> _Problem set_
- a) Answer these questions about the essay on forgiveness, giving each answer on its own line with the matching mark.
(i) Which Bible verse does the essay quote to connect forgiveness with love?
(ii) In what year was the sinful act that the writer recalls committed?
(iii) What does the essay say the Devil makes you believe forgiveness is?
- b) Pick up the essay on forgiveness after its final sentence and keep writing it in the same voice.

> _Selected excerpt_
The Silent Weight We Carry - Break This Chain
Forgiveness seems to be one of life's hardest-earned blessings, at least for me. Life will never be without its turmoil. We exist in a place where nothing is learned without deviation or failure. Our paths through this realm are never linear. I woke up this morning, as I have done on many occasions, with a heavy heart, prompting me to write this passage.
A heavy heart is one that is burdened, weighed down by layer upon layer of betrayal, loss, heartache, and failure. It's a kind of checklist of lost time, lost memories, and all the possibilities of what could have been had certain events never occurred. When in that place of suffering, it becomes of little consequence when reminded that you would not be where you are today had you never gone through that!
Once you come to realise that life is not a destination, but rather a journey from start to finish, a pilgrimage, and your final resting place is not here, it becomes easier to understand and accept that "happiness" or "contentment" is more of a path than a passing emotion, and that path will pass through deep valleys.
The Devil, a master manipulator and deceiver, will scoff at the idea of forgiveness and make you believe that it is a form of weakness, that somehow you are "letting them get away with it" or you are "letting them off". Let's unpack this for a second... "letting them off" with what? Man does not condemn Man. The wrongdoer will not "feel" your condemnation towards him. He will remain completely indifferent to it. So how are you projecting this hatred, other than back onto yourself?
"For if ye forgive men their trespasses, your heavenly Father will also forgive you. But if ye forgive not men their trespasses, neither will your Father forgive your trespasses" - Matthew 6:14-15
The Bible also shows that forgiveness is connected to love:
"....it keeps no record of wrongs" - 1 Corinthians 13:5
Anyone who has had a great unrighteous injustice done against them by another will know how challenging it can be to forgive. On my own personal journey of learning to forgive, I recall a sinful act that was done against me back in 2014 that not only angered me terribly, but it also violated my soul. For me, at the time, it was unforgivable! To this day, I still battle the demons of anger that penetrated my soul that year.

> _Supplied material_
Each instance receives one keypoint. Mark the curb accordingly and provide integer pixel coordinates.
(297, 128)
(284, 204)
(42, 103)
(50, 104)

> _Written answers_
- a)
(i) 1 Corinthians 13:5
(ii) 2014
(iii) A form of weakness

- b)
In the midst of this chaos at the time, I was filled with much anger and retribution. One day, as I was walking home in the hot, sweltering sun, I replayed a scenario of vengeance against this sinner over and over in my mind. I was chastising them with wrath and letting them know how repugnant they had become to me. It felt satisfying to be getting it all off my chest, but by the time I arrived home, I was feeling hot, flustered, and deflated. Why?
Well, it suddenly occurred to me that the entire confrontation I had just had was only in my mind. I had walked for 30 minutes in the sweltering heat, berating back and forth, condemning and teaching them a lesson, but only in my head. In other words, not one word of all that spent energy had been received by anyone, let alone the perpetrator. This wrongdoer was probably sitting somewhere enjoying themselves in that moment, laughing and relaxed, and I had just taken myself to Hell and back in an argument that didn't even exist.
It was in this moment , I believe, that my long journey of learning to forgive was born.
Withholding forgiveness becomes a heavy burden to carry over time, one that is laden with anger, contempt, bitterness, and even hatred. Your heart will carry this weight in place of the much lighter love, peace, clarity, and gratitude.
God alone has ultimate authority to condemn, and the Bible has numerous passages that allude to remind of separating the sin from the sinner. God removes our transgressions, for our transgressions are not us. We are to hand that burden up to Him.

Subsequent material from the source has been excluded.